-- start Data for this exercise --

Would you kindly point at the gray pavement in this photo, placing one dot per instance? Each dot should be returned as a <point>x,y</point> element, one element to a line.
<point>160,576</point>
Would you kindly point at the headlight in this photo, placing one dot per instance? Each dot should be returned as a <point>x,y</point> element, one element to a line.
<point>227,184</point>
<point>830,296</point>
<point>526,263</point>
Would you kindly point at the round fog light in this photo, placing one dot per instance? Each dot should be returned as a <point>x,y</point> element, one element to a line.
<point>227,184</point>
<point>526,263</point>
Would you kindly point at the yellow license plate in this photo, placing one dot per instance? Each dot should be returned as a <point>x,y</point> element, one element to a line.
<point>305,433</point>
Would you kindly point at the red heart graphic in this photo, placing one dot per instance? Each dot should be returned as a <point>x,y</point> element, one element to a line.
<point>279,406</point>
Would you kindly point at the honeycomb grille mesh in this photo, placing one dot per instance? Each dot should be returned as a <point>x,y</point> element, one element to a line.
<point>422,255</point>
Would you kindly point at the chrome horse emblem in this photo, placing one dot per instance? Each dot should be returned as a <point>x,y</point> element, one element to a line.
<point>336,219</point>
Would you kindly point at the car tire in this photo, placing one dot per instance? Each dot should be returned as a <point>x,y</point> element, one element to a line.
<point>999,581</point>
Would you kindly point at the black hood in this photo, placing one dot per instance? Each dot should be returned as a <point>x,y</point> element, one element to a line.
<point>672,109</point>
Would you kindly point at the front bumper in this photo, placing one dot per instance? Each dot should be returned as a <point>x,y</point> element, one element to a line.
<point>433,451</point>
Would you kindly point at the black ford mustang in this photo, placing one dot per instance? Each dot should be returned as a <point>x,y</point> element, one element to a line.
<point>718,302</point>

-- end Data for this exercise --

Stated goal:
Reproduce every one of the rows above, keeping each line identical to the original.

Task response:
Would you kindly point at the gray pavement in this photo, placing one dot per instance? Each dot should be returned as a <point>x,y</point> element, one element to a line.
<point>160,576</point>
Would you kindly point at the headlight in this photo, placing one dot per instance? Each dot should be returned as a <point>x,y</point> element, one element to a line.
<point>227,184</point>
<point>830,296</point>
<point>526,263</point>
Would you kindly point at the round fog light in this photo, placing one dot per instance? Each dot should be returned as a <point>x,y</point> element, one element to a line.
<point>227,184</point>
<point>526,263</point>
Would you kindly point at the yellow license plate in this photo, placing one dot per instance? Each dot should be returned as a <point>x,y</point> element, one element to a line.
<point>305,433</point>
Would you kindly point at the red heart graphic in this photo, placing one dot per instance? Each dot should be returned as a <point>x,y</point> element, one element to a line.
<point>279,406</point>
Would you kindly point at the honeycomb grille mesh in this photo, placing one dot per instance? Each dot should be returned as a <point>x,y</point> element, one element to a line.
<point>422,255</point>
Would you kindly point at the chrome horse emblem in this photo, placing one dot per instance? Each dot should be returned as a <point>x,y</point> element, one element to a line.
<point>336,219</point>
Would you kindly point at the car tire in this photo, placing one dot per instance? Each dot should be returned as a <point>x,y</point> element, one element to a line.
<point>999,581</point>
Would you kindly point at the black hood in this photo, placing one dot per instance? Each dot should be returned as a <point>x,y</point> element, one element to a line.
<point>672,109</point>
Would you kindly point at the front bumper in this photo, placing one dot per instance? Each dot should be returned as a <point>x,y</point> element, one element to a line.
<point>433,451</point>
Would you kindly point at the black ford mustang in this photo, placing one dot per instance? Each dot should be returned as a <point>x,y</point> element, one element to a line.
<point>718,302</point>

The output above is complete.